> _GIVEN ENTRIES_
__________________________________________________

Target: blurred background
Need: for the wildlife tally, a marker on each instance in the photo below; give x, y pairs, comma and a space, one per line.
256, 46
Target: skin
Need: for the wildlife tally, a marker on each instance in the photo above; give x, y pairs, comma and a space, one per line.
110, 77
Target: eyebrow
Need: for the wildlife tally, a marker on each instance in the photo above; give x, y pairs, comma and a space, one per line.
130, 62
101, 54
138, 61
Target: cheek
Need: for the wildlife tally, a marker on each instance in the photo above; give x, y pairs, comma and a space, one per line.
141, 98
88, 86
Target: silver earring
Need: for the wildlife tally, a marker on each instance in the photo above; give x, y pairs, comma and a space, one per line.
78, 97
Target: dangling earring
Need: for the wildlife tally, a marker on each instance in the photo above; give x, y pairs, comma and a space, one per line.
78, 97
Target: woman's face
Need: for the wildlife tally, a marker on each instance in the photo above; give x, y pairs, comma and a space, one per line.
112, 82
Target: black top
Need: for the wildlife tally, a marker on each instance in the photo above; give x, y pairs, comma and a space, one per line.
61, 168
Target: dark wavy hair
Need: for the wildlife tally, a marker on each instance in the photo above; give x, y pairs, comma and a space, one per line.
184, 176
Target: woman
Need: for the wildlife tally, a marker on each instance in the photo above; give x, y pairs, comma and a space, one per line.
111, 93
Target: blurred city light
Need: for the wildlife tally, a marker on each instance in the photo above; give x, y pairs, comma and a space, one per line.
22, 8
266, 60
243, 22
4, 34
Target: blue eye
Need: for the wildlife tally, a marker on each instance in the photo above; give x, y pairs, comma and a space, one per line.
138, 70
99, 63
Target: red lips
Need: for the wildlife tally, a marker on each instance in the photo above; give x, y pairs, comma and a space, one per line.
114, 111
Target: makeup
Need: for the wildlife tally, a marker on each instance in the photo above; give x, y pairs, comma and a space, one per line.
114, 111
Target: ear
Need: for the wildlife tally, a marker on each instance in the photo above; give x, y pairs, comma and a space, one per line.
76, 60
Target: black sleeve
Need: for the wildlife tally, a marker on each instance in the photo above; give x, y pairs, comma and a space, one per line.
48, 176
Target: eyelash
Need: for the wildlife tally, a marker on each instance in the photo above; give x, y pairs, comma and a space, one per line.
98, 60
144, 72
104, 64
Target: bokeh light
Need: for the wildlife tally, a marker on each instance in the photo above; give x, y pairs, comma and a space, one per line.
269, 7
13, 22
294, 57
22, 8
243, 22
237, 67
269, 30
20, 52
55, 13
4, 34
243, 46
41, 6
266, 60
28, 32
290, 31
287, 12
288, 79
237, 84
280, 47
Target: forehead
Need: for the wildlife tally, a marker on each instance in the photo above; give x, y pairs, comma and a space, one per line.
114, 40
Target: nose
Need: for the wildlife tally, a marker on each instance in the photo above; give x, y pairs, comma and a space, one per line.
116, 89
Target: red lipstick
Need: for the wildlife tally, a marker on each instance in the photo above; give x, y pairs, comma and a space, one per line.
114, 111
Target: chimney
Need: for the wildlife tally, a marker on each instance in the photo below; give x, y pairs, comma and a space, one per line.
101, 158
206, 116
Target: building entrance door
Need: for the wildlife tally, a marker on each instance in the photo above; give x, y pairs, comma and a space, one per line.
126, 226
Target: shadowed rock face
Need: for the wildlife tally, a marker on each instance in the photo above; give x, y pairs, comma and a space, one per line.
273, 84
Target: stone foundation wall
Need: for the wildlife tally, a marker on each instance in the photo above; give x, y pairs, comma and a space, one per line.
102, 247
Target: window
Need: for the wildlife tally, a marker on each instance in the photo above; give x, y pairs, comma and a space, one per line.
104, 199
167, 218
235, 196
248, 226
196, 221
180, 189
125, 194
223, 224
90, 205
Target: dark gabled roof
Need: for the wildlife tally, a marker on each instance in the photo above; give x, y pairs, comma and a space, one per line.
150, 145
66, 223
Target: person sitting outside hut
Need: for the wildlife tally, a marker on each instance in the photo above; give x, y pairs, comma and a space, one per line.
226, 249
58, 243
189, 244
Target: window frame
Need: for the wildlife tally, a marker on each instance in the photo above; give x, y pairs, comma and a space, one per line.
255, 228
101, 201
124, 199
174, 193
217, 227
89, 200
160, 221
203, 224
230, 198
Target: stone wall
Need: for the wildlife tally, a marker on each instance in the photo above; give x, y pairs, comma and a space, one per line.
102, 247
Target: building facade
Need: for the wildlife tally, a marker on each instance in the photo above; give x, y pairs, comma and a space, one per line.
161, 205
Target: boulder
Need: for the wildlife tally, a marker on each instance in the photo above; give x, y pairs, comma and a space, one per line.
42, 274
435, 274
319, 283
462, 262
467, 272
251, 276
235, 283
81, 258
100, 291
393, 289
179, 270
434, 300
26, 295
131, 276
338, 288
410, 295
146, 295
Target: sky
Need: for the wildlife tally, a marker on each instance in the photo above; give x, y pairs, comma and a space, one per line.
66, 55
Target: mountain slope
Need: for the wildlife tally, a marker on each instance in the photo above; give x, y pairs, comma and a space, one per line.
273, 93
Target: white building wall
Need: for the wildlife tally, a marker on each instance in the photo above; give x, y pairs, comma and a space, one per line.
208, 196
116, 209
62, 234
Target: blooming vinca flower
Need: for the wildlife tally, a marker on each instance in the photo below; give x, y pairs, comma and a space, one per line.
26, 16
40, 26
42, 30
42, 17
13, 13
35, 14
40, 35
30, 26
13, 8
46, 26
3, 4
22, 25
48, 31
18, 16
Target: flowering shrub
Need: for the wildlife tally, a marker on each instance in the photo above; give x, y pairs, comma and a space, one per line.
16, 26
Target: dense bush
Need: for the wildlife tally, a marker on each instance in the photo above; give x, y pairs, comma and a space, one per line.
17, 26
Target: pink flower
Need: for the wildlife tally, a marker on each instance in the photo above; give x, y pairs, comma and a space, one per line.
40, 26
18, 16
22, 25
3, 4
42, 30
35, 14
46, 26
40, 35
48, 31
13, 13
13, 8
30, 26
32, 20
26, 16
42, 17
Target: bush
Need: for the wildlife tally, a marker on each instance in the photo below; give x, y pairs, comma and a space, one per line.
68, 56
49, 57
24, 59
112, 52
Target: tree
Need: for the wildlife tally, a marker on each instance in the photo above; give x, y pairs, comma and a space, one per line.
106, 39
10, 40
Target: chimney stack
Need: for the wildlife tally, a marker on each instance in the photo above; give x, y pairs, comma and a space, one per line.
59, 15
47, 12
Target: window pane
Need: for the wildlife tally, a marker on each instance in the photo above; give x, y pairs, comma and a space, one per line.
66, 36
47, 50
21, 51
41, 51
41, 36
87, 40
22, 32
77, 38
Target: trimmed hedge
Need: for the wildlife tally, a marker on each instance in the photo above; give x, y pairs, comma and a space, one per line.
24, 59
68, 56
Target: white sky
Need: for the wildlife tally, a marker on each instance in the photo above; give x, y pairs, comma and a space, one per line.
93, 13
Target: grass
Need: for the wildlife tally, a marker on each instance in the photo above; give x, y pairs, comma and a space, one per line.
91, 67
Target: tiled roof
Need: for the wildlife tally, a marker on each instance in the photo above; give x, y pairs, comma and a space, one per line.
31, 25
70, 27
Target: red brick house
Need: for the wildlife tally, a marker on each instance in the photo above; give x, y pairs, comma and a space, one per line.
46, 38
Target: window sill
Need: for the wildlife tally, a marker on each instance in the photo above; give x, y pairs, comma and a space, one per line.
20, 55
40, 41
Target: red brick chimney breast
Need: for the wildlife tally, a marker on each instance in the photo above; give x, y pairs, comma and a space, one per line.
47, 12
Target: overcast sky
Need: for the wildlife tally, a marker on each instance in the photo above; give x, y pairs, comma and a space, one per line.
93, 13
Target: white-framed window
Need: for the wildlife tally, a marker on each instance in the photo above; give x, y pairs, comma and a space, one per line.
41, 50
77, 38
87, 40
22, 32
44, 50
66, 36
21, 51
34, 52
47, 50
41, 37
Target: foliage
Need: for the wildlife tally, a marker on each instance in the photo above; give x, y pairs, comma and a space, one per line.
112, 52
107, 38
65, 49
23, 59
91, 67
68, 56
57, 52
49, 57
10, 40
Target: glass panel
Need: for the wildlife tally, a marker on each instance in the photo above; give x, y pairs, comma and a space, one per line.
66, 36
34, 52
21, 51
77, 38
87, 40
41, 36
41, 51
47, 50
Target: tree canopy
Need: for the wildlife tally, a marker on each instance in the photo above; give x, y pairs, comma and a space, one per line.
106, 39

__________________________________________________

> _WHAT TO WORK ON_
Rewrite the stretch from the line containing "Target: tree canopy" through the end of the entries, keeping every line, requests included, and multiplying each coordinate in the answers by 1.8, rounded to the nearest whole number with halves going up.

> _WRITTEN RESPONSE_
Target: tree canopy
Need: for the wildlife tally, a marker on each instance in the photo above; give x, y pairs, comma and a space, one per line.
191, 70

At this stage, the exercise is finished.